→ **Challenge**
Output the lines below, from the line containing "the white cloud." up to and including the final line, as a Markdown table with the columns Row and Line text. Number each row and omit blank lines.

→ **Records to process**

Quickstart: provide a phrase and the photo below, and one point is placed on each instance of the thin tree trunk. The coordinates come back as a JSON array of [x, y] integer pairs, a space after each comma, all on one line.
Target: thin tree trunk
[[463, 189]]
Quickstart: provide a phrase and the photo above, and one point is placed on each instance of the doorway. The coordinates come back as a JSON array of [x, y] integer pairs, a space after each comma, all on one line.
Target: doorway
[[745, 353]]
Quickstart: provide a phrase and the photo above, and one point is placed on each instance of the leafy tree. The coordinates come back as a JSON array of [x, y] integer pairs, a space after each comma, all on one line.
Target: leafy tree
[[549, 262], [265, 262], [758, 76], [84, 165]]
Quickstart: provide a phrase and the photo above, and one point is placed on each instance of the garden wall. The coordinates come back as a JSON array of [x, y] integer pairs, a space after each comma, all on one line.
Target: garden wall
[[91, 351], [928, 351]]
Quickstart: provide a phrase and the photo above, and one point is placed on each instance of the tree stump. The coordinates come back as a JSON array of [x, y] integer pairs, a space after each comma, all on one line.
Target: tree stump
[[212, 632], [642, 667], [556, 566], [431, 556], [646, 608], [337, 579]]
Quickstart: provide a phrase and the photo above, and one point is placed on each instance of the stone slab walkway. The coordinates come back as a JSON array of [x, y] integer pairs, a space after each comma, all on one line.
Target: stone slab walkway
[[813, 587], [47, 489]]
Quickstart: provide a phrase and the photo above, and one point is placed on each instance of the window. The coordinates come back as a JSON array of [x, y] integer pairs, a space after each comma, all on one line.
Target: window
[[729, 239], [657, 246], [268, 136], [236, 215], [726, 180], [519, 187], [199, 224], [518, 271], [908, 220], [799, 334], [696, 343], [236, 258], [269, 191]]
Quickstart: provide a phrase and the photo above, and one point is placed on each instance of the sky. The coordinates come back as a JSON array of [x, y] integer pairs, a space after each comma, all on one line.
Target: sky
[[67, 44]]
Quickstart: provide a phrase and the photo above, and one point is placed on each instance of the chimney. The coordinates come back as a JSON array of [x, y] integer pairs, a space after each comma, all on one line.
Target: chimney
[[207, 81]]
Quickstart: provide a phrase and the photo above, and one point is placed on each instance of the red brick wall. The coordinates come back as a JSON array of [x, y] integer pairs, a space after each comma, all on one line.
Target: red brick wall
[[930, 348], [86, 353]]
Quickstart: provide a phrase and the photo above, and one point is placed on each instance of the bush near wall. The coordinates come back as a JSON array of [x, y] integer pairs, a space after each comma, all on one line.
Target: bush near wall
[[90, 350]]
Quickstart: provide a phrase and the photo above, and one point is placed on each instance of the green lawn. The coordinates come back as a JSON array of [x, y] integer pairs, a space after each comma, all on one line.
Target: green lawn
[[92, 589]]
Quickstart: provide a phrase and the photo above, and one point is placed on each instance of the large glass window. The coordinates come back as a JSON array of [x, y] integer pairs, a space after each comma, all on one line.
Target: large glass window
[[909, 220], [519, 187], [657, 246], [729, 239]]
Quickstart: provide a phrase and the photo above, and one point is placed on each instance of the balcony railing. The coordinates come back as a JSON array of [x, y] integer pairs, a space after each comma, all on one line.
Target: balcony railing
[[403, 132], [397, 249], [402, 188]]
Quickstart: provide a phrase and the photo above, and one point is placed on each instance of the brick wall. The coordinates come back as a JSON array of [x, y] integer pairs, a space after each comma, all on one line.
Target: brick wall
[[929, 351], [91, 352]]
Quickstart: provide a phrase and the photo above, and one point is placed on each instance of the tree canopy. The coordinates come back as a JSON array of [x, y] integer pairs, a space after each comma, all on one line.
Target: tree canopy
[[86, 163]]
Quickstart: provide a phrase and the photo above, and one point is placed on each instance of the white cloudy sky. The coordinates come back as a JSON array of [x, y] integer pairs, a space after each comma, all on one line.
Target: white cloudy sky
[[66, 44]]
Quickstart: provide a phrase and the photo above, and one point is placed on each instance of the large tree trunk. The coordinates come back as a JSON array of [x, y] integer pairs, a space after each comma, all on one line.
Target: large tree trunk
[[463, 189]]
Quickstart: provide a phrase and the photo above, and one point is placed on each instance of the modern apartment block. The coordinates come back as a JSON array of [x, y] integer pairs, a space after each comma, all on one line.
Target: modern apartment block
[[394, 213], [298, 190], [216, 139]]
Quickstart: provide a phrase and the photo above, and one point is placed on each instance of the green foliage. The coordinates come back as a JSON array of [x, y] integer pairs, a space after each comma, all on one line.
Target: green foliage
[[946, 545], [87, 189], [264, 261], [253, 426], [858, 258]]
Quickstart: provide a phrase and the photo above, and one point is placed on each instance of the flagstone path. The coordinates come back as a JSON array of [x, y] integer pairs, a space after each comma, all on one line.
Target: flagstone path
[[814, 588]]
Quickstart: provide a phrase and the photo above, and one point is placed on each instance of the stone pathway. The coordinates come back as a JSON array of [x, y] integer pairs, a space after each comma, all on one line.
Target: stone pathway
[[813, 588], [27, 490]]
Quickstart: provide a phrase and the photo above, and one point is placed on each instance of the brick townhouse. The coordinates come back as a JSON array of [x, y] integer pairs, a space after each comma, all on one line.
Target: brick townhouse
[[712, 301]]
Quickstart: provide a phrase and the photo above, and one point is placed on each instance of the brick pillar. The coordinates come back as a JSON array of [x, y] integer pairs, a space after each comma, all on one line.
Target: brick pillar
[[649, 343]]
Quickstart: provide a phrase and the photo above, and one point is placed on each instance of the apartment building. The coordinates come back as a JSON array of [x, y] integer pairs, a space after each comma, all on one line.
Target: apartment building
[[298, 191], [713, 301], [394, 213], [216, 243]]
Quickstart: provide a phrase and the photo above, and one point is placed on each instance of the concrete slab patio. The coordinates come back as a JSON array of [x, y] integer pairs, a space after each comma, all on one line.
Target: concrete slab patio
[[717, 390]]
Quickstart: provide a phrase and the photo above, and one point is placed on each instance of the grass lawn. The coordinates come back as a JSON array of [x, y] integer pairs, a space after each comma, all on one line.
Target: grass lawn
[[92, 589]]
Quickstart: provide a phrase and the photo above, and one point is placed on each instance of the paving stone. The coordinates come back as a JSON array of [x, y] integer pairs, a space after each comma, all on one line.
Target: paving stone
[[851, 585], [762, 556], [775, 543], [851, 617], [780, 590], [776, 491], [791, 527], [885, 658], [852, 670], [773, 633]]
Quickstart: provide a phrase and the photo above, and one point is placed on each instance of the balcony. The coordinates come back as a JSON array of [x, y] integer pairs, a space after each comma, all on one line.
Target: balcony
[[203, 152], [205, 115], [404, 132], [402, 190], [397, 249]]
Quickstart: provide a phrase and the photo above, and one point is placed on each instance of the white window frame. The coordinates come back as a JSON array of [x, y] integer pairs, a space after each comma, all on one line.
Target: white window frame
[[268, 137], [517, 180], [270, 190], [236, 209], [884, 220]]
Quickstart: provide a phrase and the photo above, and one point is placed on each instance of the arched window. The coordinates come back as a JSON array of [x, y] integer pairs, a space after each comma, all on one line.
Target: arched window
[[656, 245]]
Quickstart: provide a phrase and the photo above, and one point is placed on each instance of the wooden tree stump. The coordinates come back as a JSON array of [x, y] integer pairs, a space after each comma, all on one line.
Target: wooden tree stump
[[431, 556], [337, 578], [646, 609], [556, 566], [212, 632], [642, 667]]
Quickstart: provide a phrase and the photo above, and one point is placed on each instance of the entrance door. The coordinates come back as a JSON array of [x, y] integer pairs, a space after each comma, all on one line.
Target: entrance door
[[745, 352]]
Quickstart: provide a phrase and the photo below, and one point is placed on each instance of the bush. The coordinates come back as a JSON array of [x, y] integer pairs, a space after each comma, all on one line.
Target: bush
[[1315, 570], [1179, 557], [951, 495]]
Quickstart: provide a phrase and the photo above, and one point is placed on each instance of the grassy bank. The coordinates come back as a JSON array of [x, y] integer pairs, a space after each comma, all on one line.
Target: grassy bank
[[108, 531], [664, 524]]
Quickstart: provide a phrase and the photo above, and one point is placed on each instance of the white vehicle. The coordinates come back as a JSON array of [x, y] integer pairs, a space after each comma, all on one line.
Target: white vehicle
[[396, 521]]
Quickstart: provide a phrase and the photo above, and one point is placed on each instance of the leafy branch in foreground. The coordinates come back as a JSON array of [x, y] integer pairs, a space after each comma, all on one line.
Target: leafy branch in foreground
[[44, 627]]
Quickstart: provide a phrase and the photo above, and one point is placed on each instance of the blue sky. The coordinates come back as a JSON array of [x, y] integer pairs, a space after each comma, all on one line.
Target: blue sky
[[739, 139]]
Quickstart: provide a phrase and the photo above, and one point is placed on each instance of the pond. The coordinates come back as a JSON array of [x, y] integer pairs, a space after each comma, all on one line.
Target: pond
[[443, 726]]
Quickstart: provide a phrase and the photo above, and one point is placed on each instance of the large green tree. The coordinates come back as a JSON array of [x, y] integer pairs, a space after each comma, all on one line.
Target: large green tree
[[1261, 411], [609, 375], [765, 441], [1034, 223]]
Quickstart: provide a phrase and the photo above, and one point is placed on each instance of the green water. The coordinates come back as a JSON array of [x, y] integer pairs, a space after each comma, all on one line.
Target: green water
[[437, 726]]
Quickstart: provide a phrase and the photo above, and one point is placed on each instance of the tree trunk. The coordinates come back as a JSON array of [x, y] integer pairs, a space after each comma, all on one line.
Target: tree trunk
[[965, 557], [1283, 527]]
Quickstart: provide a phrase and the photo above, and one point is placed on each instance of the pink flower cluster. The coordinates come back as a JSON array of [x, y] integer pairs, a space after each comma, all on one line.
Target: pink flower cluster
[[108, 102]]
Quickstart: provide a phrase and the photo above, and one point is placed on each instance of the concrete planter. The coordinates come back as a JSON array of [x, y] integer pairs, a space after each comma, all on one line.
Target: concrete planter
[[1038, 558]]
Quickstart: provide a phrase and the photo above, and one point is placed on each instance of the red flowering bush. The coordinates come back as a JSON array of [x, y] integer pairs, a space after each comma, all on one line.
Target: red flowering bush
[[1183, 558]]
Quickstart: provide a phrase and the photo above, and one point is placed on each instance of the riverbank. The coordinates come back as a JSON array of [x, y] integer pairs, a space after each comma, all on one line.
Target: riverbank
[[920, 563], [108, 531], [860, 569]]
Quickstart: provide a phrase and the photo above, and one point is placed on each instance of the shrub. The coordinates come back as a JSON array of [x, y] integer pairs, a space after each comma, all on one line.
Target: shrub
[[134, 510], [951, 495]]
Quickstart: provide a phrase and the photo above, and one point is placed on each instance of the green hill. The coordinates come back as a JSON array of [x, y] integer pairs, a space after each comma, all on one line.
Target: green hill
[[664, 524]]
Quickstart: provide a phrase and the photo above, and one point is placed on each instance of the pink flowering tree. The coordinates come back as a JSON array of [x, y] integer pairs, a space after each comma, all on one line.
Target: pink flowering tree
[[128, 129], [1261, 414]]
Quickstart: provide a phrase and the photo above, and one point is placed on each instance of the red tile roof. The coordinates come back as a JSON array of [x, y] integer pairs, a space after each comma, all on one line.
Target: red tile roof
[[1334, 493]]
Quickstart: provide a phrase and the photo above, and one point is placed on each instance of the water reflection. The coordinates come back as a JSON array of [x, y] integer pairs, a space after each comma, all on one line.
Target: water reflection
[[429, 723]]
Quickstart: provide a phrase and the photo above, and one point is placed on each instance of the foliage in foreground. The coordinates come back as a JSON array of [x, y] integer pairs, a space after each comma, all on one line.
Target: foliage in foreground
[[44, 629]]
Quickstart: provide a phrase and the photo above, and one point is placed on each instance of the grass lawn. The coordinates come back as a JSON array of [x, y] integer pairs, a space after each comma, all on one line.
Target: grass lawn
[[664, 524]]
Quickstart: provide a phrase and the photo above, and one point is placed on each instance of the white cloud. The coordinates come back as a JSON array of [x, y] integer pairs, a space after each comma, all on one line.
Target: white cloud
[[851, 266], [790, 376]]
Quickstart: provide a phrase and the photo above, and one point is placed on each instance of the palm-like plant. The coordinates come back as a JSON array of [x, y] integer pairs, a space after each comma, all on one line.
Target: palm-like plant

→ **Reply to the exercise**
| Row | Line text |
|---|---|
| 1 | Quickstart: provide a phrase and the photo above, and one point is placed on each instance of the white cloud. The coordinates come back as a JSON array of [x, y] integer pairs, a space after each comma, all on one line. |
| 2 | Target: white cloud |
| 3 | [[851, 266], [790, 376]] |
| 4 | Quickstart: provide a phrase and the photo above, and one point is placed on each instance of the palm-like plant. The coordinates come back as a JSON array of [x, y] integer pairs, a space after each comma, all on one line. |
| 5 | Target: palm-like plant |